REQUIREMENT -
Render as a JSON list of strings, one per line and with blank lines omitted, only the lines in the entries below starting with the line containing "Indicate the dark" and going through the line containing "point(246, 238)", both included.

GIVEN DATA -
○ ○ ○ ○ ○
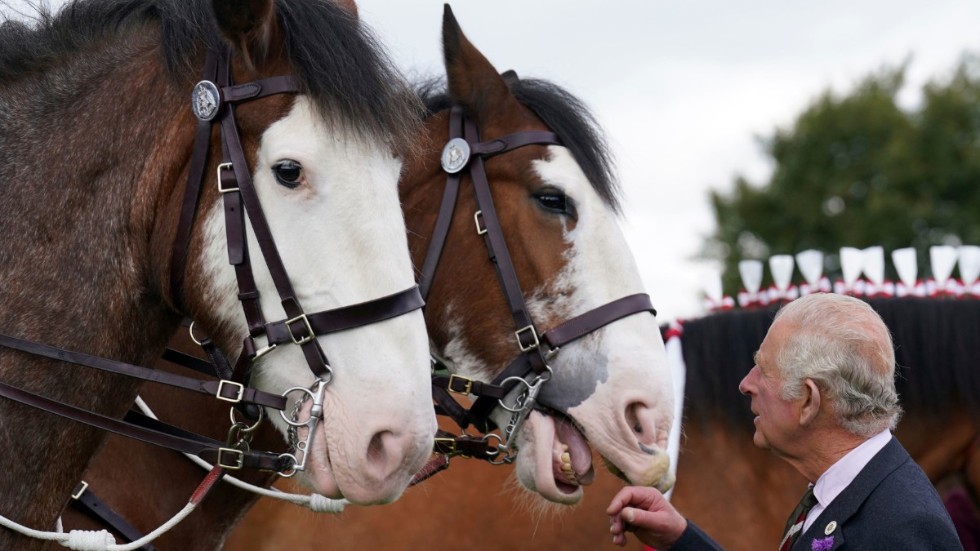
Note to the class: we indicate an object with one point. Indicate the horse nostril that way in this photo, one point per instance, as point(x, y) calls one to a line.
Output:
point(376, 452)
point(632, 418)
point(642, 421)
○ ○ ○ ○ ○
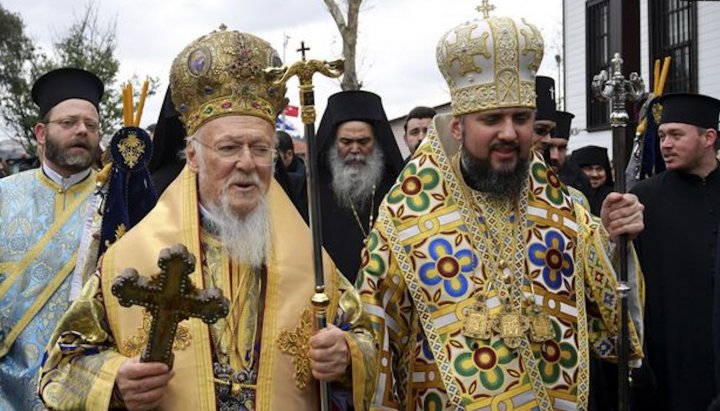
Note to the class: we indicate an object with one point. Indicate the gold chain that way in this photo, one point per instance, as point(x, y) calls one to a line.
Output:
○ ○ ○ ○ ○
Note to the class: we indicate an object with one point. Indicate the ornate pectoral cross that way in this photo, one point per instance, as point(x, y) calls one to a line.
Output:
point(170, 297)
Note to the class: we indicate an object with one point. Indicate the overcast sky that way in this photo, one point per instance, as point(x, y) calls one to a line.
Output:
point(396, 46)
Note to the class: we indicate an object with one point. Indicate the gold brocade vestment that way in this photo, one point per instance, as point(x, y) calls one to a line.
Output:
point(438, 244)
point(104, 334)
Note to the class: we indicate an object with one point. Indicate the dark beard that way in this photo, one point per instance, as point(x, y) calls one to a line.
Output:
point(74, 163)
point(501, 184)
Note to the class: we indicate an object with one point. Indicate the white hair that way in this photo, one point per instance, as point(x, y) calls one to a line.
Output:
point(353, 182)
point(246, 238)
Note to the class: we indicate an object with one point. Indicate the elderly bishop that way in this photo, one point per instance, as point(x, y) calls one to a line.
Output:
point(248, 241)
○ ○ ○ ○ ○
EXPECTED ANSWER -
[
  "Note to the class: we indicate an object with one point. Indicate the dark beard that way in this photo, one point per instance, as point(x, y) calls one to a line.",
  "Output:",
  "point(74, 163)",
  "point(501, 184)",
  "Note to the class: we indicate an object with one point. Indicate the white hair that way in this photo, one point per instance, as point(x, y) calls one to a line.",
  "Output:",
  "point(353, 182)",
  "point(246, 238)"
]